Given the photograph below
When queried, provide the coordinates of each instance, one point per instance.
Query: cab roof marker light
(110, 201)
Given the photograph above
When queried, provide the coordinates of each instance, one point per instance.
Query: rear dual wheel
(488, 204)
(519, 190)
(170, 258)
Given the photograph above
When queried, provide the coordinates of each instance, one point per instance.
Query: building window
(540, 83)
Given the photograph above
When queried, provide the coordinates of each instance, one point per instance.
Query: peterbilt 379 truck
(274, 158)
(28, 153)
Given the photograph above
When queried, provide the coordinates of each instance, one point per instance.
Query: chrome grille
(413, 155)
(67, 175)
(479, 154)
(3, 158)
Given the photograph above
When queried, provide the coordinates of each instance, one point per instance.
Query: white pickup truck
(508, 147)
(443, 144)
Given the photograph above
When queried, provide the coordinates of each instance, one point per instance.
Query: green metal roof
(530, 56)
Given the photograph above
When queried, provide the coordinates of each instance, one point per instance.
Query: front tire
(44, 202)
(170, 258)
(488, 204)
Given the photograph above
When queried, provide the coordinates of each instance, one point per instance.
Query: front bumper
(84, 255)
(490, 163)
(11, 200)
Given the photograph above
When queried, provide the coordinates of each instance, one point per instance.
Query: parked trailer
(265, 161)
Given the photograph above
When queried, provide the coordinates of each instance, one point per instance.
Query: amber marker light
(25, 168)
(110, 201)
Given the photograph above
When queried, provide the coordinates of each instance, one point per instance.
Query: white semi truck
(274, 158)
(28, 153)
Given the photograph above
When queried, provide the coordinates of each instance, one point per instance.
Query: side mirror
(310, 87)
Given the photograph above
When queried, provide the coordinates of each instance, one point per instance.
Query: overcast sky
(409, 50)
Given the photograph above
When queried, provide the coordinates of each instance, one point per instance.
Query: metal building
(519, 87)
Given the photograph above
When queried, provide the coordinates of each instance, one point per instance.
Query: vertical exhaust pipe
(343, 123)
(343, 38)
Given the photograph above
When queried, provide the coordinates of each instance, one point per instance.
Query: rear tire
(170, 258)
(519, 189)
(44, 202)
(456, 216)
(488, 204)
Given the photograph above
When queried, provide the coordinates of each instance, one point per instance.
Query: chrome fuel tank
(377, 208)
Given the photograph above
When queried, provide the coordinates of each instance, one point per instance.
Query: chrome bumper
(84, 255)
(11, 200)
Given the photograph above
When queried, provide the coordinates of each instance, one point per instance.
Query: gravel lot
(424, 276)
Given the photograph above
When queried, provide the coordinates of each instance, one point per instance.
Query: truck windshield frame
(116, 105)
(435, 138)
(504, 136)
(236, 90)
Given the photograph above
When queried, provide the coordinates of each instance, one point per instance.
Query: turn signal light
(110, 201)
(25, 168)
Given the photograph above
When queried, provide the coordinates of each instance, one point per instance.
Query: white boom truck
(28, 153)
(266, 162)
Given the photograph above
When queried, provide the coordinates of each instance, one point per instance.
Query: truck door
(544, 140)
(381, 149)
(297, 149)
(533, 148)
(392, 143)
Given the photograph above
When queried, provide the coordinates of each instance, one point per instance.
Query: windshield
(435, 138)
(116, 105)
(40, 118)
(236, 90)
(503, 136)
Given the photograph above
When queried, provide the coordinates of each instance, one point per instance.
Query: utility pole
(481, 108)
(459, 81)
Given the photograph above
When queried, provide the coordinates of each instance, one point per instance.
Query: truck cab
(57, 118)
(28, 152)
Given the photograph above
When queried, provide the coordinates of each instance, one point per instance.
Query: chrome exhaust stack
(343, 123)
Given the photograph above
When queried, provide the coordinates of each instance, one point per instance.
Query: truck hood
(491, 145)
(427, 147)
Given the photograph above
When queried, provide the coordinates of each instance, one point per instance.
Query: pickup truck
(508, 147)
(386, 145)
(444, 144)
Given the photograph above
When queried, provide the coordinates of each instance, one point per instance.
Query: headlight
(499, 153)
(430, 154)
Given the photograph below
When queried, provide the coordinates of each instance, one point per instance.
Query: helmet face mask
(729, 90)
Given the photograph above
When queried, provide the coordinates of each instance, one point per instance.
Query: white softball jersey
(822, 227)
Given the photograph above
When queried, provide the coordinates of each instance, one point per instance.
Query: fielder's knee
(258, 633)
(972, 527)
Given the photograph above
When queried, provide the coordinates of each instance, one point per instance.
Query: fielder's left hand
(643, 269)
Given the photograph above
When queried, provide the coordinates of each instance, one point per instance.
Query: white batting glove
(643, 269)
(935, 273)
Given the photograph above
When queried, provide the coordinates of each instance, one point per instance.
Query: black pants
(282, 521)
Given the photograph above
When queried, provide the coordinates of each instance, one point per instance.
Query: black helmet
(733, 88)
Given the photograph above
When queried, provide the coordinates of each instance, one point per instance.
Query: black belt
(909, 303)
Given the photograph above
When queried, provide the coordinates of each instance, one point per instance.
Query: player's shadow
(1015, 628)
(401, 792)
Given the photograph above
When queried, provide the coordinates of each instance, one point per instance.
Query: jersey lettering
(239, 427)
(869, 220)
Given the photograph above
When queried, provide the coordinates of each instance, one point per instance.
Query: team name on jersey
○ ○ ○ ○ ○
Copy every line of the items above that contains the word "roof", matching case exactly.

* _Written solution_
Query: cab roof marker light
Query: green metal roof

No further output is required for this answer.